(Data items)
++++++++++++++++++++
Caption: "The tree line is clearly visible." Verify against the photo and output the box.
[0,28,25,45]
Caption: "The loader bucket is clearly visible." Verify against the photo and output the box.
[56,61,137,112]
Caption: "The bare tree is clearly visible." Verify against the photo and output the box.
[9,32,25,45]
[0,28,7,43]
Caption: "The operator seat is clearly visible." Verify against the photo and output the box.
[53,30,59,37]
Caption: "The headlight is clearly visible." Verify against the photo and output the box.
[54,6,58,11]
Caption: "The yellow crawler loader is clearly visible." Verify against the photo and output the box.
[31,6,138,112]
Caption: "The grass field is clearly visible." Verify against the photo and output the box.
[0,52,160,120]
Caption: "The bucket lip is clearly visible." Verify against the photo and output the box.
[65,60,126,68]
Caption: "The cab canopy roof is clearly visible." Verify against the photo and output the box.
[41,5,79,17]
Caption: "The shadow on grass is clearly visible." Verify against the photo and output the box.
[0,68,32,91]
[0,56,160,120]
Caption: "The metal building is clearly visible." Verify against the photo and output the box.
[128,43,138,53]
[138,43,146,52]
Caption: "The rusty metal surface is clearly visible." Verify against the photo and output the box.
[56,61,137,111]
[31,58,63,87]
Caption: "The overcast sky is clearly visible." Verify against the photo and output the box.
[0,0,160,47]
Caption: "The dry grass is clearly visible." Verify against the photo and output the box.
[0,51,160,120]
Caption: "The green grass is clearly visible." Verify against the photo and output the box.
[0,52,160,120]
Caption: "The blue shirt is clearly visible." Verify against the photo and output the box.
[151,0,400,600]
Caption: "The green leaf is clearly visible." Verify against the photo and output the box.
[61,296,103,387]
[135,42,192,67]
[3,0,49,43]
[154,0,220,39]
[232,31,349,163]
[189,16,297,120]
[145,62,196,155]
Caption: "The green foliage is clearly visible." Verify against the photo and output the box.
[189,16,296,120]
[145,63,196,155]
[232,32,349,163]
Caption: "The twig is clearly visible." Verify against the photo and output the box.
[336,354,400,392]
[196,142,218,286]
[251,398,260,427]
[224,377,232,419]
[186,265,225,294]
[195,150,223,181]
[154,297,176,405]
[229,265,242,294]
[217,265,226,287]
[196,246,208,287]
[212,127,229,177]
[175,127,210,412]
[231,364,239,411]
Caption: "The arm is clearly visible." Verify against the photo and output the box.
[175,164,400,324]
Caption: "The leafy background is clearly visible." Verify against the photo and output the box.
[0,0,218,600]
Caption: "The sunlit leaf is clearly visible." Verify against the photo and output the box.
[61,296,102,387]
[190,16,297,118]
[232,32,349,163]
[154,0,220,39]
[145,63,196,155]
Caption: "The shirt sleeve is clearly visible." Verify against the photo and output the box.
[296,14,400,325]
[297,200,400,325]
++++++++++++++++++++
▸ The request
Convert every line of the records above into a Markdown table with a Row column for the row number and a Line column for the line itself. Leave out any blank lines.

▸ Written answer
| Row | Line |
|---|---|
| 1 | Caption: "The tree line is clearly visible." Verify against the photo and output the box. |
| 2 | [0,28,25,45] |
| 3 | Caption: "The loader bucket is clearly visible." Verify against the photo and output the box. |
| 4 | [56,61,137,112] |
| 5 | Caption: "The bare tree is clearly visible." Verify against the photo and output the box. |
| 6 | [9,32,25,45] |
| 7 | [0,28,7,43] |
| 8 | Caption: "The operator seat is clearly visible." Verify against the photo and output the box. |
| 9 | [53,30,59,37] |
| 10 | Caption: "The headlight is clearly visible." Verify against the photo and output the box. |
| 11 | [54,6,58,11] |
| 12 | Caption: "The yellow crawler loader is clearly visible." Verify against the photo and output the box. |
| 13 | [31,6,138,112] |
| 14 | Caption: "The grass field is clearly visible." Verify against the photo and output the box. |
| 15 | [0,52,160,120] |
| 16 | Caption: "The bucket lip is clearly visible." Verify against the photo and output the box. |
| 17 | [65,60,126,68] |
| 18 | Caption: "The cab canopy roof is clearly visible." Verify against the photo and output the box. |
| 19 | [41,5,79,17] |
| 20 | Caption: "The shadow on grass is clearly visible." Verify against the photo and output the box. |
| 21 | [0,68,32,91] |
| 22 | [0,56,160,120] |
| 23 | Caption: "The metal building is clearly visible." Verify against the photo and output the box. |
| 24 | [128,43,138,53] |
| 25 | [138,43,146,52] |
| 26 | Caption: "The rusty metal surface is clearly visible." Verify against the photo and output the box. |
| 27 | [56,61,137,111] |
| 28 | [31,58,63,87] |
| 29 | Caption: "The overcast sky is clearly visible." Verify against the photo and output the box. |
| 30 | [0,0,160,47] |
| 31 | Caption: "The dry grass is clearly visible." Verify against the photo and output the box. |
| 32 | [0,51,160,120] |
| 33 | Caption: "The green grass is clearly visible." Verify against the photo and output the box. |
| 34 | [0,52,160,120] |
| 35 | Caption: "The blue shirt is clearly visible." Verify against the photo and output the box. |
| 36 | [151,0,400,600] |
| 37 | Caption: "The green leaf is clearly visible." Verify against the photo and output the box. |
| 38 | [61,296,103,387] |
| 39 | [135,42,192,67] |
| 40 | [3,0,49,43] |
| 41 | [154,0,220,39] |
| 42 | [232,31,349,163] |
| 43 | [189,16,297,120] |
| 44 | [145,62,196,155] |
| 45 | Caption: "The green foliage is clearly visible." Verify against the photo and output the box. |
| 46 | [189,16,296,120] |
| 47 | [145,63,196,155] |
| 48 | [232,32,349,163] |
| 49 | Caption: "The twig is clearly visible." Verify against the photo and output the box. |
| 50 | [336,354,400,392] |
| 51 | [196,142,218,286] |
| 52 | [251,398,260,427] |
| 53 | [224,377,232,419] |
| 54 | [186,265,225,294] |
| 55 | [195,150,223,181] |
| 56 | [154,297,176,405] |
| 57 | [229,265,242,294] |
| 58 | [217,265,226,287] |
| 59 | [196,246,208,287] |
| 60 | [212,127,229,177] |
| 61 | [175,127,210,412] |
| 62 | [231,364,239,411] |
| 63 | Caption: "The arm is clearly visible." Verify against the photo and output the box. |
| 64 | [175,164,400,324] |
| 65 | Caption: "The leafy background is clearly visible." Verify against the photo and output the box. |
| 66 | [0,0,218,600] |
| 67 | Caption: "The sunlit leaf is clearly visible." Verify against the photo and output the box. |
| 68 | [61,296,102,387] |
| 69 | [190,16,297,118] |
| 70 | [232,32,349,163] |
| 71 | [154,0,220,39] |
| 72 | [145,63,196,155] |
| 73 | Caption: "The shirt sleeve is clearly visible." Verify against the photo and output the box. |
| 74 | [296,14,400,325] |
| 75 | [297,200,400,325] |